* **Exercise instructions**:
(A) Reproduce word for word the passage of the Peru farm protest report that begins with the words containing "FILE PHOTO: Police" and ends with "the capital Lima.".
(B) Carry on the news report about the deadly farm worker protests in Peru from its final sentence.

* **Selected extract**:
+ + + + + + +
FILE PHOTO: Police stand guard to prevent protests from workers from agricultural export companies over an agreement to reform the sector and address their complaints over poor pay, in Villacuri, Peru December 29, 2020. REUTERS/Sebastian Castaneda
LIMA (Reuters) – Peru’s President Francisco Sagasti has vowed tough action against police after two people, including a teenager, were killed during protests by farm workers over a new controversial agrarian law.
The two victims died on Wednesday after officers reportedly used live firearms against a protest blocking the main coastal road through La Libertad, a farming community 600 kilometres (370 miles) north of the capital Lima.
“We deplore and reject what happened in La Libertad,” said President Francisco Sagasti on his Twitter account on Thursday. “We condemn those who incite violence. We will sanction the police officers who violated the ban on the use of firearms.”
+ + + + + + +
* **Information supplied**:
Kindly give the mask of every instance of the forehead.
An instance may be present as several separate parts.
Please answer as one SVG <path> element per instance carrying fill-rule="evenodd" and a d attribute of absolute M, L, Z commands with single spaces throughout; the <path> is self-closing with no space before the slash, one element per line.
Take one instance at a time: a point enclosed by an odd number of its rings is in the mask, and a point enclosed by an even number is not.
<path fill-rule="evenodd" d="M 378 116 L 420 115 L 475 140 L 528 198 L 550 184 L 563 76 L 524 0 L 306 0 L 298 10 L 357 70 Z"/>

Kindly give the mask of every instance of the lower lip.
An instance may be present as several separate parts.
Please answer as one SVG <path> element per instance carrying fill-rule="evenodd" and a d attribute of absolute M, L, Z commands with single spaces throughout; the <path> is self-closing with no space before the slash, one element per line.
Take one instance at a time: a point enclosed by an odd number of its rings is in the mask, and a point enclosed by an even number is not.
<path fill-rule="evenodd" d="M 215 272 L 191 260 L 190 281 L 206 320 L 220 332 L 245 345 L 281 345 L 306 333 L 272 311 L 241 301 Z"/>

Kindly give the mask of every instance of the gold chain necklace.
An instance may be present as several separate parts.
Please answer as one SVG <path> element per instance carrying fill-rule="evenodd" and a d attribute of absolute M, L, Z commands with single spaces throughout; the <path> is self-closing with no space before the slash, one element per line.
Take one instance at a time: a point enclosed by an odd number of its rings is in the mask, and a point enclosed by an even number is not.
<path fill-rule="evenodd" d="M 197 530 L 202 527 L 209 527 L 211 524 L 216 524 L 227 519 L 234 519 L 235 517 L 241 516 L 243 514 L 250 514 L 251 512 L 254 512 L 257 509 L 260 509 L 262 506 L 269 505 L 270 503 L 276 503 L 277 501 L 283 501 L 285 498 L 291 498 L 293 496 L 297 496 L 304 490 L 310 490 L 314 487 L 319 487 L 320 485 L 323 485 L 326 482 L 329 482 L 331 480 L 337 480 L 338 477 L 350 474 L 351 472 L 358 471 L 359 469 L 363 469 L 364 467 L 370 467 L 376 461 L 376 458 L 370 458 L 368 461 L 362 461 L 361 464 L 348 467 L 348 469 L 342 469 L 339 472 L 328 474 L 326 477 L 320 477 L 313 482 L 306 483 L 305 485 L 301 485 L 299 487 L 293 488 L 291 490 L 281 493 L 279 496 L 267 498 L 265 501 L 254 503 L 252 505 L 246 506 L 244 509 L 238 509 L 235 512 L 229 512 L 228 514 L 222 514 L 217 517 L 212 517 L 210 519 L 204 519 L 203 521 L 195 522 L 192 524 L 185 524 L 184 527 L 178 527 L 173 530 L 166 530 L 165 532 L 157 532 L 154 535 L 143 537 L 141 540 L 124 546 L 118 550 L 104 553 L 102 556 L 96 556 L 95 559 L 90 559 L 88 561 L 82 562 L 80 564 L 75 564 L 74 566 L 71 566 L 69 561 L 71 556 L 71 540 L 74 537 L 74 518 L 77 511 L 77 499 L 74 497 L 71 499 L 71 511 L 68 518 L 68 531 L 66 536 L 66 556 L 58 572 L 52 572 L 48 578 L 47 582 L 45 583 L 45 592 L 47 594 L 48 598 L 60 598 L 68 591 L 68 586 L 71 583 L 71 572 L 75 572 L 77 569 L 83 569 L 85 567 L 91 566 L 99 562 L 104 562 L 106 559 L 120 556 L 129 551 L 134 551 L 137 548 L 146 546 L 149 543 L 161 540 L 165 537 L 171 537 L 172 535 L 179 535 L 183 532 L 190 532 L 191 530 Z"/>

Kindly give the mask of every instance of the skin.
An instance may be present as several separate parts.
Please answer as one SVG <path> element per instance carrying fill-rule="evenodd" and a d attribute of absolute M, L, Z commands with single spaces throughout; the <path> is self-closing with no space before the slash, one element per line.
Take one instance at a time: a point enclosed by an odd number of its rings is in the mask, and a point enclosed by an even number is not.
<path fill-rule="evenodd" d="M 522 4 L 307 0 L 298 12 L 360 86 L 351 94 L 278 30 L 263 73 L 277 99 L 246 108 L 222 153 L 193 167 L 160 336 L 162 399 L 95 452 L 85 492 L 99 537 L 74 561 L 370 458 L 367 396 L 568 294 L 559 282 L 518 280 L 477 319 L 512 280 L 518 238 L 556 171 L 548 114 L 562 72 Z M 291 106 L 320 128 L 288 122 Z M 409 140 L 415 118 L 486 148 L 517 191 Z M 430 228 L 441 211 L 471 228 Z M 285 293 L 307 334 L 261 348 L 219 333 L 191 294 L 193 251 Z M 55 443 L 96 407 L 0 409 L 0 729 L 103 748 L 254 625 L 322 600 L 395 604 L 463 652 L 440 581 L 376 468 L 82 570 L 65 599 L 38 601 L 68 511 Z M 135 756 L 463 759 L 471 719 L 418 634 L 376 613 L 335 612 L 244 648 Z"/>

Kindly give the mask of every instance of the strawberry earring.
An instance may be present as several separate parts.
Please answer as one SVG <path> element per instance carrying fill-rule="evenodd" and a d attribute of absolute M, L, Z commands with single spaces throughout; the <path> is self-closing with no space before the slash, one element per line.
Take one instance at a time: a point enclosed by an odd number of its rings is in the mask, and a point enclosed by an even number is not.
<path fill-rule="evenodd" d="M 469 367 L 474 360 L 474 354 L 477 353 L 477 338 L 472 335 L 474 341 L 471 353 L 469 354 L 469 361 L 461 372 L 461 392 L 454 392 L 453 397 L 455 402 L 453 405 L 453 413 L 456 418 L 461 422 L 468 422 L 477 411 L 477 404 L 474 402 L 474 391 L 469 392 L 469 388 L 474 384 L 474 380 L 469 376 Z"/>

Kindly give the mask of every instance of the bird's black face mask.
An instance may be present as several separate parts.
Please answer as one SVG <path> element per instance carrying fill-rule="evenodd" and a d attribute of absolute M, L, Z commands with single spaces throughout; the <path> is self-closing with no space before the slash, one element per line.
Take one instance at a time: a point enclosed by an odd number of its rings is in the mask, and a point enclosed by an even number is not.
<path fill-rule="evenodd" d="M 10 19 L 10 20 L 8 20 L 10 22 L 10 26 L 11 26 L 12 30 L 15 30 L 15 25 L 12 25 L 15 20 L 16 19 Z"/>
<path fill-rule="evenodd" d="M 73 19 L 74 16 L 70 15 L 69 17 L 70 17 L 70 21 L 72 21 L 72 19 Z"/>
+ + + + + + +
* **Exercise answers**:
(A)
FILE PHOTO: Police stand guard to prevent protests from workers from agricultural export companies over an agreement to reform the sector and address their complaints over poor pay, in Villacuri, Peru December 29, 2020. REUTERS/Sebastian Castaneda
LIMA (Reuters) – Peru’s President Francisco Sagasti has vowed tough action against police after two people, including a teenager, were killed during protests by farm workers over a new controversial agrarian law.
The two victims died on Wednesday after officers reportedly used live firearms against a protest blocking the main coastal road through La Libertad, a farming community 600 kilometres (370 miles) north of the capital Lima.

(B)
A hospital report said one, a 16-year-old boy, died from a gunshot injury. The local prosecutor said he had been taking part in the protest but his family said he was simply passing by. The second person’s identity and their cause of death has not yet been confirmed.
A photograph widely published in local media showed a man identified by the interior ministry as a police officer pointing a pistol.
It sparked fresh calls for police reform in the wake of anti-government protests earlier this month in which at least two people were killed and 200 injured amid widespread allegations and reports of police violence.
Sagasti also called for fresh dialogue between political parties and the three branches of government on reform of Peru’s key agricultural sector, saying the new law passed on Tuesday night “does not satisfy any of the parties involved.”
The new law increased the base salaries of farm workers that had been as low as as 39 soles ($11) daily by 30% but workers’ groups say the salary and benefits provisions are still not enough. They also claim the law upholds what they say are unjustified benefits enjoyed by powerful agricultural conglomerates.
“We continue to be discriminated (with the new law) in terms of benefit payments,” Juan Antonio Herrera, the national leader of the agricultural workers’ union, told Reuters. “In Peru, even those who sell candy pay taxes, why do large companies that have grown for 20 years continue to enjoy tax exemptions?”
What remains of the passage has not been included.